[Referring expression data]
-- Opening Marker --

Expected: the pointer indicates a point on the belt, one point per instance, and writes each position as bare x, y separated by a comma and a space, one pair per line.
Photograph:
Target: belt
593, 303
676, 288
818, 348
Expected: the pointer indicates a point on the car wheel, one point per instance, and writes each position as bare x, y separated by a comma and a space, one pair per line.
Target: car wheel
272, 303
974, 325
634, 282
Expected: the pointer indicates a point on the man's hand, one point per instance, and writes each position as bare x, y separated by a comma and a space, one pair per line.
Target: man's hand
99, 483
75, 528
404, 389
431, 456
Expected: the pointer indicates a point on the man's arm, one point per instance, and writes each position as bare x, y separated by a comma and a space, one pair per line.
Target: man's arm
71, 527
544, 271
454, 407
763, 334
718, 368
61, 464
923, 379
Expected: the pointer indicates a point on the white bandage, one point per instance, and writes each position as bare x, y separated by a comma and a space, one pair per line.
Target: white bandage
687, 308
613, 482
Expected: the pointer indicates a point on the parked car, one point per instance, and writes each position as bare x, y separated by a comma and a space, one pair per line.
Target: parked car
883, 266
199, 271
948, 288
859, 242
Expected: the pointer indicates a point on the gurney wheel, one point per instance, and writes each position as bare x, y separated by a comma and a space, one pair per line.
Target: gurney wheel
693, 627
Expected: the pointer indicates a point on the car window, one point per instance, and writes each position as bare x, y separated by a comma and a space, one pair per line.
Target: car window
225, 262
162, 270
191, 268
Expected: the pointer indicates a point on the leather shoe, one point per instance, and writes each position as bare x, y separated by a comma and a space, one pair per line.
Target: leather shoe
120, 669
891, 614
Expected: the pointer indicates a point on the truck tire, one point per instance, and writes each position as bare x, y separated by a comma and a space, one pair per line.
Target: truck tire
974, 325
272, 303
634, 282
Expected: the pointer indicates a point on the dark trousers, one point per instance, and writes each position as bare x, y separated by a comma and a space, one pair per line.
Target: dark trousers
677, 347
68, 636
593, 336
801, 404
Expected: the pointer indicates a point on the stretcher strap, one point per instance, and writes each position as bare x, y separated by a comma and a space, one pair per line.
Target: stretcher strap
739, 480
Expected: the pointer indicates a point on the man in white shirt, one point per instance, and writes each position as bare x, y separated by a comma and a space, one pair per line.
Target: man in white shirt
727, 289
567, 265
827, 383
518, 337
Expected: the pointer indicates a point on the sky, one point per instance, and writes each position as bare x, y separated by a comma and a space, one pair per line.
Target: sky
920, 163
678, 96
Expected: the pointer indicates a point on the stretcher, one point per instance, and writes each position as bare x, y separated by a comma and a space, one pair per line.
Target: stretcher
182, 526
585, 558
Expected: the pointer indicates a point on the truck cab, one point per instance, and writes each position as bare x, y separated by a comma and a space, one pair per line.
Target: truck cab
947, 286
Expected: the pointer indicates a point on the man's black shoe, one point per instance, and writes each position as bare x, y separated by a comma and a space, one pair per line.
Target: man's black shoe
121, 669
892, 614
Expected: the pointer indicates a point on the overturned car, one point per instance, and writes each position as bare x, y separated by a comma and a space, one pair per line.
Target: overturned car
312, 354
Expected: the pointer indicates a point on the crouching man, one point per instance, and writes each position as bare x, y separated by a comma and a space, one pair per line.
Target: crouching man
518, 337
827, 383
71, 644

-- Closing Marker --

WHAT TO PRODUCE: Please reproduce every record shown above, exactly as written.

RESPONSE FOR THIS EXERCISE:
Expected: the pointer indicates a point on the belt, one point per instance, and writes each position as bare x, y separated by a comma and a space, one pair per line.
Photograph:
Target: belt
593, 303
676, 288
818, 348
Expected: the pointer indicates a point on the car wheel, one point per instance, and writes each position as bare x, y separated by a comma and a space, one pair per line.
Target: car wheel
272, 303
974, 325
634, 282
Expected: the pointer indicates a point on the man's hand, one point per instance, and writes each position as bare x, y separated by a comma and a space, one pair per line.
Target: man's hand
99, 483
75, 528
404, 389
431, 456
Expected: the pointer indicates a point on the man's arm, one point per instance, and writes each position as bare x, y separated by a comma and a space, one pair per line.
Target: man's arm
71, 527
544, 271
454, 407
763, 334
718, 368
61, 464
923, 379
Expected: the pointer indicates a point on the white bandage, one point per instance, and writes each position as bare x, y separated by a comma and a space, one pair per line.
Target: white bandage
687, 308
613, 482
Expected: the pointer indicates a point on the parked car, one point per instance, and writes each position as bare x, y separated by a comma and a space, one pair per line.
Target: parked car
883, 266
199, 271
948, 288
859, 242
Expected: the pointer indicates a point on the gurney wheel, one point per instance, and writes each position as bare x, y separated by a comma and a space, one pair per line.
Target: gurney wheel
693, 627
Expected: the pointer indicates a point on the car window, one point per instance, and writes each position as bare x, y separated by a comma and a space, one pair per line.
Target: car window
225, 262
162, 270
191, 268
Expected: the pointer indicates a point on the leather shoe, one point per instance, and writes each position as bare x, y separated by a comma and a space, one pair per line.
Target: leather shoe
120, 669
891, 614
Expected: the pointer indicates a point on the truck tire, one point per instance, and writes each position as bare x, y separated by a comma and a space, one pair per line.
Target: truck tire
974, 325
272, 303
634, 282
Expected: the pointer indicates a point on the dark trousers, one point per instance, and writes each position as bare x, y separated by a comma and a space, one pair per line.
Target: dark trousers
677, 347
68, 636
593, 336
801, 404
Expected: the pointer indicates a point on the stretcher strap, one point per instance, and writes each position as bare x, y separated by a comma and a space, one pair per line.
Target: stretcher strap
739, 480
Expected: the pointer indicates a point on the man in white shirt, one point per instance, and writes each position as bare x, y separated by a comma and a space, one pair per line.
Target: man in white shirt
727, 289
567, 265
827, 383
518, 337
Expected: the pointer indicates a point on the sky, one point per instance, and writes each position as bare x, y separated by a comma and a space, one pair per line.
Target: sky
920, 163
678, 96
Expected: the pointer indicates a point on the stretcher, one point per instance, and writes each position as bare x, y separated by a comma and a space, one pair per line.
Target: stretcher
182, 526
585, 558
Expected: the pointer indicates a point on the truck cab, one point per instance, and writes each position as bare x, y separated by a comma and a space, one pair per line.
Target: truck cab
947, 286
Expected: the pointer indicates a point on the man's black shoe, one point per instance, and writes each position as bare x, y separated by a comma and a space, one pair per line.
Target: man's black shoe
121, 669
892, 614
Expected: the pointer indicates a point on the overturned car, one point per instance, and writes each position as bare x, y separated by a comma and a space, one pair per line.
Target: overturned car
312, 354
Expected: the pointer indicates a point on the crouching man, one point per instance, and writes each position as bare x, y separated by a comma and a space, one pair per line.
Target: crouching man
518, 337
827, 383
71, 644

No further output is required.